- _WHAT YOU SHOULD DO_
Go through the entries below and copy every line that holds the word "blue".

- _INPUT FOR THIS TASK_
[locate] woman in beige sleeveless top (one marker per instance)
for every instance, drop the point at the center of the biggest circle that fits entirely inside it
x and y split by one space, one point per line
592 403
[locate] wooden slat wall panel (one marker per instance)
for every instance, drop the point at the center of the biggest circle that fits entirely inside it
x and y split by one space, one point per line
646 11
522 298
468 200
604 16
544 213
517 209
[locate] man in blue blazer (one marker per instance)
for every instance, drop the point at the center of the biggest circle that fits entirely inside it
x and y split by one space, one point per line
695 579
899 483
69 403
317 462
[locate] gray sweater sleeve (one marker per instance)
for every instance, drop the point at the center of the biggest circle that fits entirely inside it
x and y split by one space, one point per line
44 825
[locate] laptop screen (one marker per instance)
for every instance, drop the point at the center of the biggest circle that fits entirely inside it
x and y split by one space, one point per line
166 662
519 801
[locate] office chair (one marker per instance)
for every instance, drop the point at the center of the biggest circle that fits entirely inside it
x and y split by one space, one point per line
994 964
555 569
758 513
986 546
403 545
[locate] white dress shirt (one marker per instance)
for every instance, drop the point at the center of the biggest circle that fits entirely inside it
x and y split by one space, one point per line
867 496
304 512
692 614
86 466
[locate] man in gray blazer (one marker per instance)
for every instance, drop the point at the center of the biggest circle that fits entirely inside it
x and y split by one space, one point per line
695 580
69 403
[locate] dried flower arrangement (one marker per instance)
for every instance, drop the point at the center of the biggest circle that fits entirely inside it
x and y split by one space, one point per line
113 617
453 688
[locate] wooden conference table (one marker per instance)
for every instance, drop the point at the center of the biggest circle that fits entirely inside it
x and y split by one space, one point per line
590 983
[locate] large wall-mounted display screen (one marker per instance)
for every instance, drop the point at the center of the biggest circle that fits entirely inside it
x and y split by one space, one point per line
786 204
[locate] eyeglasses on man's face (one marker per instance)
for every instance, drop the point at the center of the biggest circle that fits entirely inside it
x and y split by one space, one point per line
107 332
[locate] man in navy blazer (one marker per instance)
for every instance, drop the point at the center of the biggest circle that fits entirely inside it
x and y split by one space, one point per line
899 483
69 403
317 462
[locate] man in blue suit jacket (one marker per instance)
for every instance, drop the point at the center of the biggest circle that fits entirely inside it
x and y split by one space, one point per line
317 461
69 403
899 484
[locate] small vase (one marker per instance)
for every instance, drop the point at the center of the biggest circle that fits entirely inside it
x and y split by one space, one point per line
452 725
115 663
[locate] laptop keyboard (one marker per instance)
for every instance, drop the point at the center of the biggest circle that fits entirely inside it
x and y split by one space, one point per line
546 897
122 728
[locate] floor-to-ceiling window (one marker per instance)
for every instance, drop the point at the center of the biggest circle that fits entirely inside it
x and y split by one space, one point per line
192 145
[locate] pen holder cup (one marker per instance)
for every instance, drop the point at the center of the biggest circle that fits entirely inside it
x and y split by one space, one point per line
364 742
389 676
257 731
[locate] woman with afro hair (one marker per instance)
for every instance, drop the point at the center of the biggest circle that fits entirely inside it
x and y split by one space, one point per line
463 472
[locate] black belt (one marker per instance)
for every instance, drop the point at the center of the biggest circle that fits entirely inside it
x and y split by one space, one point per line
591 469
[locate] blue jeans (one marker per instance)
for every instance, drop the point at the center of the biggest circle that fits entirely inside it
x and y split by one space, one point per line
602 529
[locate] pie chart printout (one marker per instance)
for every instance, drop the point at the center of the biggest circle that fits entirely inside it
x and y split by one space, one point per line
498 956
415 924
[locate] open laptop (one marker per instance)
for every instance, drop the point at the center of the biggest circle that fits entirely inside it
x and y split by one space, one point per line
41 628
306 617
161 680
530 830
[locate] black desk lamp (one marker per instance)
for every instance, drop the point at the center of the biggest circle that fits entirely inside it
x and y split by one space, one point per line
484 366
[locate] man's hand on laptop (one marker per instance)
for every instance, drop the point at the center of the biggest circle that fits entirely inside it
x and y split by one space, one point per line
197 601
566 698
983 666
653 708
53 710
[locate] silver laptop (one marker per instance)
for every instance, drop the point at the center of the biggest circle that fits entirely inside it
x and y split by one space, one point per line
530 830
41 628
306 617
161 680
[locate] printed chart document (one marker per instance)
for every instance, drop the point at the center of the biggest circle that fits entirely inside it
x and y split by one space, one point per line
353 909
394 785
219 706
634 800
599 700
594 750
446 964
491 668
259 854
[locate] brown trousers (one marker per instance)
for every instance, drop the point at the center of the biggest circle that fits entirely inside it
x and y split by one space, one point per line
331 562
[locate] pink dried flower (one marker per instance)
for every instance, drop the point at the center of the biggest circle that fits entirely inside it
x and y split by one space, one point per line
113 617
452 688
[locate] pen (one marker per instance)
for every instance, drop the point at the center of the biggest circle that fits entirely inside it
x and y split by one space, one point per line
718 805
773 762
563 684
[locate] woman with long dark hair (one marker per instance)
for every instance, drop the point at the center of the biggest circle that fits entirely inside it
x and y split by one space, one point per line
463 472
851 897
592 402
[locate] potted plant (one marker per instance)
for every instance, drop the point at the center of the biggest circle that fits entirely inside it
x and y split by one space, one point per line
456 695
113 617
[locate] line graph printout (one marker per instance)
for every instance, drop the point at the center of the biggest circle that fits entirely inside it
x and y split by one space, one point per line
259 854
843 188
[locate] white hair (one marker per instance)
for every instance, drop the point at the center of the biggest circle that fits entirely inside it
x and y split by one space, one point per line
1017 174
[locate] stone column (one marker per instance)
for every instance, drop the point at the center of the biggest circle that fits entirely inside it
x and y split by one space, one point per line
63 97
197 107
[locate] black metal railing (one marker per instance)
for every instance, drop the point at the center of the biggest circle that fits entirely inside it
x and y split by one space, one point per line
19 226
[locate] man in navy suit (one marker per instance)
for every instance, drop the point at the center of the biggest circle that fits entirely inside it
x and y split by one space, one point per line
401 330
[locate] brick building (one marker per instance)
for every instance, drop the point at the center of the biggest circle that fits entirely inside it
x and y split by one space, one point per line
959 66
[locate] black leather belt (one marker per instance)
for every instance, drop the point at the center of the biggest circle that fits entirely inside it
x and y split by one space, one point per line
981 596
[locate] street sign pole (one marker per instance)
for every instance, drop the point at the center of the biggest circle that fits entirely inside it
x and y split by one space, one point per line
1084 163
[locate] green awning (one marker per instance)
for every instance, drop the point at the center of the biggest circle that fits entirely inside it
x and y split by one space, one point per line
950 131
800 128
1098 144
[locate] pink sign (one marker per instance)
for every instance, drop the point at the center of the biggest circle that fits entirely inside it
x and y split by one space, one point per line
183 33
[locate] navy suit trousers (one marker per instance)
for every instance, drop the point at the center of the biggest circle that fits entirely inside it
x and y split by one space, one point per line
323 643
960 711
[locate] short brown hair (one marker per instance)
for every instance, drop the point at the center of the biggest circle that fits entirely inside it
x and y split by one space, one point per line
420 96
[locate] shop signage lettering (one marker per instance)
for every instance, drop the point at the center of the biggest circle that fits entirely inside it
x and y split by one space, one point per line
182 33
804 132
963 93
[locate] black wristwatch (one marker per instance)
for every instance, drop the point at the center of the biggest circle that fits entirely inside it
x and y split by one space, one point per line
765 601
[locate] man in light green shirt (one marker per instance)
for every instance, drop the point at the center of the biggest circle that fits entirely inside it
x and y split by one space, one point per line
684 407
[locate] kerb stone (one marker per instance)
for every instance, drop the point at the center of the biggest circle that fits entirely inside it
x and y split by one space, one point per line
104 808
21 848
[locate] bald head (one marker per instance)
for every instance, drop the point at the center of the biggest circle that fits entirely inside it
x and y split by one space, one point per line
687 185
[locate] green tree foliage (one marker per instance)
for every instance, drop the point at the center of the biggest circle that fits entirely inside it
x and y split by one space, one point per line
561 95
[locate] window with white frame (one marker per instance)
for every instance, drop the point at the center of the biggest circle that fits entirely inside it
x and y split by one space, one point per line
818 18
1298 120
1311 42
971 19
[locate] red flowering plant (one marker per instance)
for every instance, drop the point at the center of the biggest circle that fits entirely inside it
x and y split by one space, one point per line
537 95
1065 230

- _RESULT OF THE TASK_
[locate] man in blue blazer (one marker per instance)
[locate] man in blue suit jacket (one marker per instance)
[locate] blue jeans (one marker per instance)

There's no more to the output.